**必做任务:** 将阅读材料中从“GET _cluster/allocation/explain”起、到“未分配的主分片, 下面的请求获取未分配主分片的分配解释。”为止（含这两处）的文字重写一遍，并把其中的“碎片”替换成“分片”。

**阅读材料:**
★ ★ ★
GET _cluster/allocation/explain
POST _cluster/allocation/explain
集群分配解释API的目的是为集群中的分片分配提供解释。
当试图诊断为什么碎片未分配或为什么碎片继续保留在当前节点上时,这个API非常有用。
未分配的主分片, 下面的请求获取未分配主分片的分配解释。
# 创建索引 my-index-000002, 并让其分配到 "name" : "nonexistent_node" 的节点上
root@ubuntu-x64_02:/opt# curl -X PUT "http://192.168.88.12:9201/my-index-000002/?pretty" -H 'Content-Type: application/json' -d'
> {
> "settings" : {
> "index" : {
> "routing" : {
> "allocation" : {
> "include" : {
> "name" : "nonexistent_node"
> }
> }
> },
> "number_of_shards" : "1",
> "number_of_replicas" : "1"
> }
> }
> }
> '
{
"acknowledged" : true,
"shards_acknowledged" : false,
"index" : "my-index-000002"
}
查看解释索引 my-index-000002 未分配主分片的原因: 无法分配,因为任何节点都不允许分配
root@ubuntu-x64_02:/opt# curl -X GET "http://192.168.88.12:9201/_cluster/allocation/explain?pretty" -H 'Content-Type: application/json' -d'
> {
> "index": "my-index-000002",
> "shard": 0,
> "primary": true
> }
> '
{
"index" : "my-index-000002",
"shard" : 0,
"primary" : true,
"current_state" : "unassigned", # <------ 分片的当前状态。
"unassigned_info" : {
"reason" : "INDEX_CREATED", # <------------ 分片最初变得未分配的原因。
"at" : "2023-12-26T05:54:44.326Z",
"last_allocation_status" : "no"
},
"can_allocate" : "no", # <---------------- 是否分配分片
"allocate_explanation" : "cannot allocate because allocation is not permitted to any of the nodes",
"node_allocation_decisions" : [
{
"node_id" : "QPS7tRDBRnCbpv0Dfx_0Lg",
"node_name" : "node-3",
"transport_address" : "192.168.88.12:9303",
"node_attributes" : {
"ml.machine_memory" : "6248390656",
"ml.max_open_jobs" : "512",
"xpack.installed" : "true",
"ml.max_jvm_size" : "1073741824",
"transform.node" : "true"
},
"node_decision" : "no", # <------------ 是否将分片分配给特定节点。
"weight_ranking" : 1,
"deciders" : [
{
"decider" : "filter", # <------------ 导致no节点决策的决策者。
"decision" : "NO",
# 解释决策者返回决策的原因no,并提供有用的提示,指出导致决策的设置。
"explanation" : "node does not match index setting [index.routing.allocation.include] filters [name:\"nonexistent_node\"]"
}
]
},
{
"node_id" : "vPD3eY-FSP6PcX1xY3SEyg",
"node_name" : "node-1",
"transport_address" : "192.168.88.12:9301",
"node_attributes" : {
"ml.machine_memory" : "6248390656",
"ml.max_open_jobs" : "512",
"xpack.installed" : "true",
"ml.max_jvm_size" : "1073741824",
"transform.node" : "true"
★ ★ ★
**数据部分:**
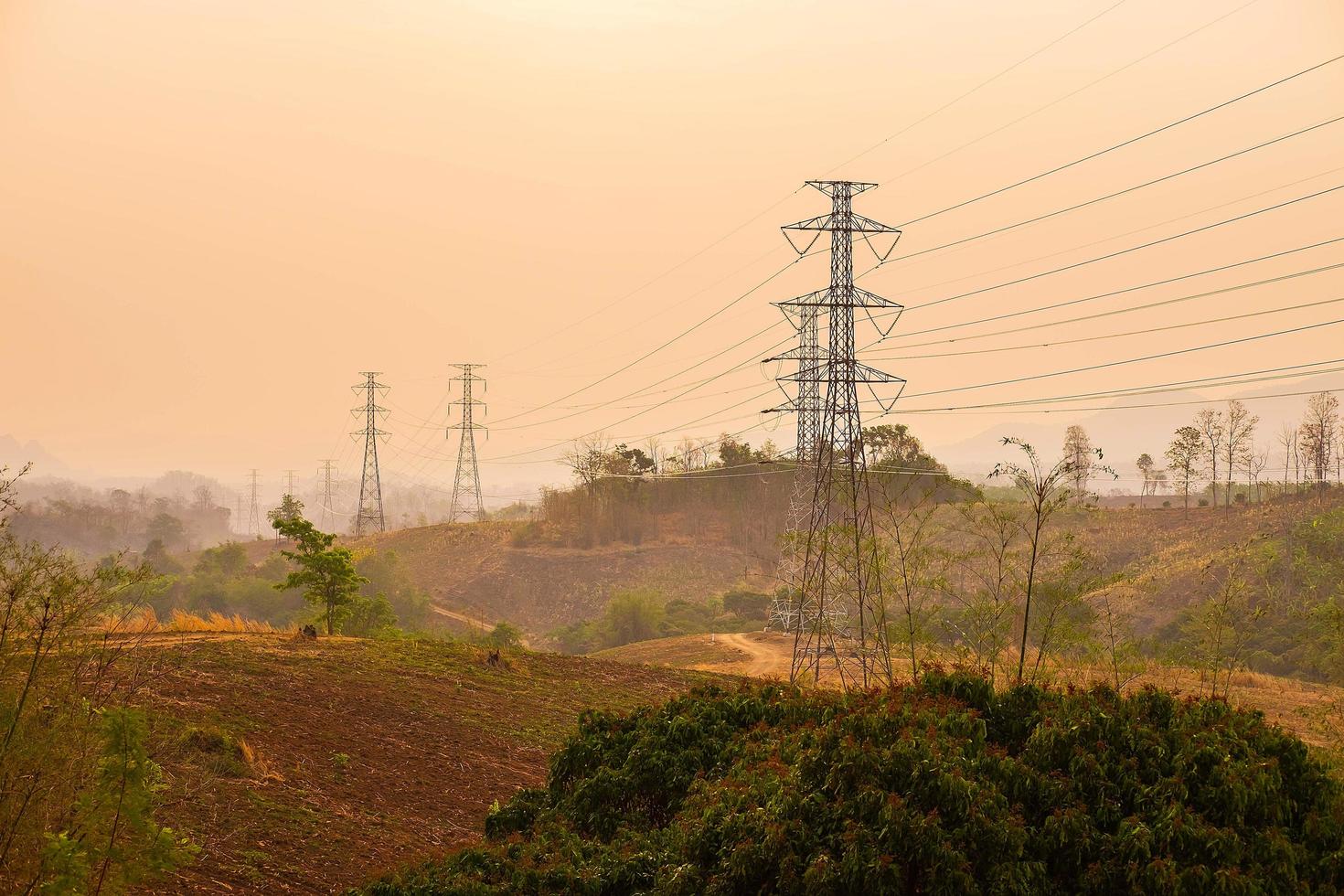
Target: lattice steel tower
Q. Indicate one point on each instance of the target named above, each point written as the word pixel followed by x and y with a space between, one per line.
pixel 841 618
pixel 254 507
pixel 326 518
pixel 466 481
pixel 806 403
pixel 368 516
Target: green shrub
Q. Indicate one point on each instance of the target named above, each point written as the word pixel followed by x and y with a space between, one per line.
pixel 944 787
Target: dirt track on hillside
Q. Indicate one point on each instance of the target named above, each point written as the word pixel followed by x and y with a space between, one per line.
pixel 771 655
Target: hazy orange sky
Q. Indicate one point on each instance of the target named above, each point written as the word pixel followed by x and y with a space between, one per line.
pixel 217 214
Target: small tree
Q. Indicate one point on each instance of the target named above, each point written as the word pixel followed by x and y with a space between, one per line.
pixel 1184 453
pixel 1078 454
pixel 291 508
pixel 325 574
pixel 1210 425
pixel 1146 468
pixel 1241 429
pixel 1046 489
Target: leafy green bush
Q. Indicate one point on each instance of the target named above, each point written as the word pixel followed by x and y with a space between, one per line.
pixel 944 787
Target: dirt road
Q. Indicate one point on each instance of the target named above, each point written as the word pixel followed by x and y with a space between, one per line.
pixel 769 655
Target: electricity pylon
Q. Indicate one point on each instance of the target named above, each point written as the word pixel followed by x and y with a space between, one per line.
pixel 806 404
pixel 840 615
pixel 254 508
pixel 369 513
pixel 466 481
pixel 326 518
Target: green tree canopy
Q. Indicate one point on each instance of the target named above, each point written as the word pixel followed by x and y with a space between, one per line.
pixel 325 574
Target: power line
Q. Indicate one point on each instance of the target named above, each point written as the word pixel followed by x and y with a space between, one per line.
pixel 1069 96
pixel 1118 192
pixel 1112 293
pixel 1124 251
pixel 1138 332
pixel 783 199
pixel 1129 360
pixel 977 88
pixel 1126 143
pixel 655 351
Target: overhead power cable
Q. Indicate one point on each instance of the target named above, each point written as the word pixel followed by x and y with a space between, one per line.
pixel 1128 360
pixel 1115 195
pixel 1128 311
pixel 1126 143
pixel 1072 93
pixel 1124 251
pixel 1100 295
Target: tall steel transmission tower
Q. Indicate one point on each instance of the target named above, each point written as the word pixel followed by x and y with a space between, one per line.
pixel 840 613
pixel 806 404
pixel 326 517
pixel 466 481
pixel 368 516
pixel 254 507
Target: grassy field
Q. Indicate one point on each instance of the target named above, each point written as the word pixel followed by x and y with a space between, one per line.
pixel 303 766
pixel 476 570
★ ★ ★
**答案如下:**
GET _cluster/allocation/explain
POST _cluster/allocation/explain
集群分配解释API的目的是为集群中的分片分配提供解释。
当试图诊断为什么分片未分配或为什么分片继续保留在当前节点上时,这个API非常有用。
未分配的主分片, 下面的请求获取未分配主分片的分配解释。